(Photo-based referring expression data)
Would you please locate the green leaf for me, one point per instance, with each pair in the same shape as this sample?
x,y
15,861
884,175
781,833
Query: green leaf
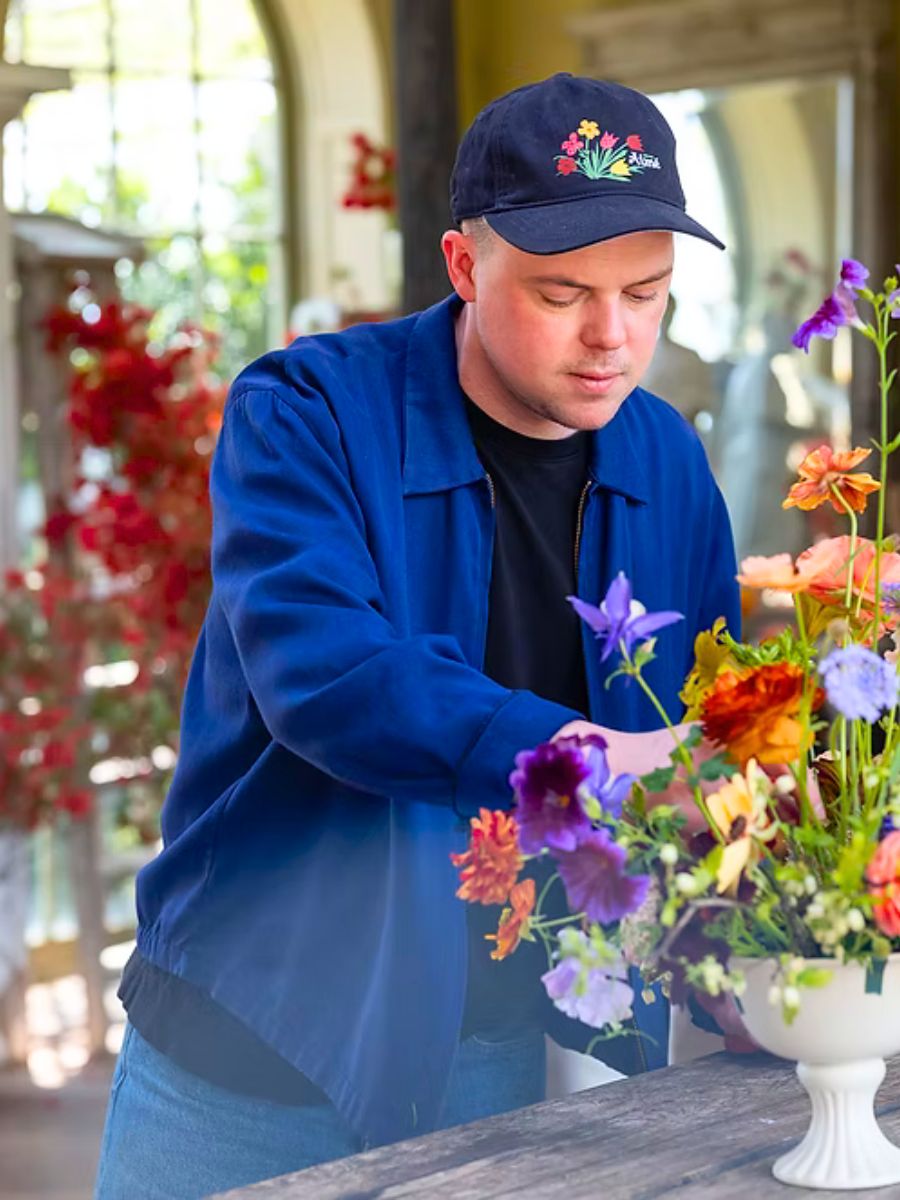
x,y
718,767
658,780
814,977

---

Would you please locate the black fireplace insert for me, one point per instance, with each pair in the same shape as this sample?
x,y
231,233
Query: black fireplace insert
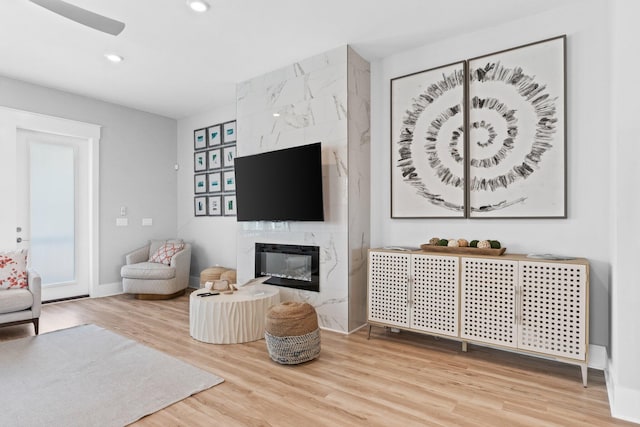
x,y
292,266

■ HOW TO COMPLETE THIS TASK
Show me all lines in the records that contain "instance".

■ SOLUTION FOR THIS EXERCISE
Would you please locate the green leaf for me, one point per instance, with each pair in the same shape as this sample?
Would you please locate the black fireplace insert for me, one point per instance, with each pair in the same shape as this sample?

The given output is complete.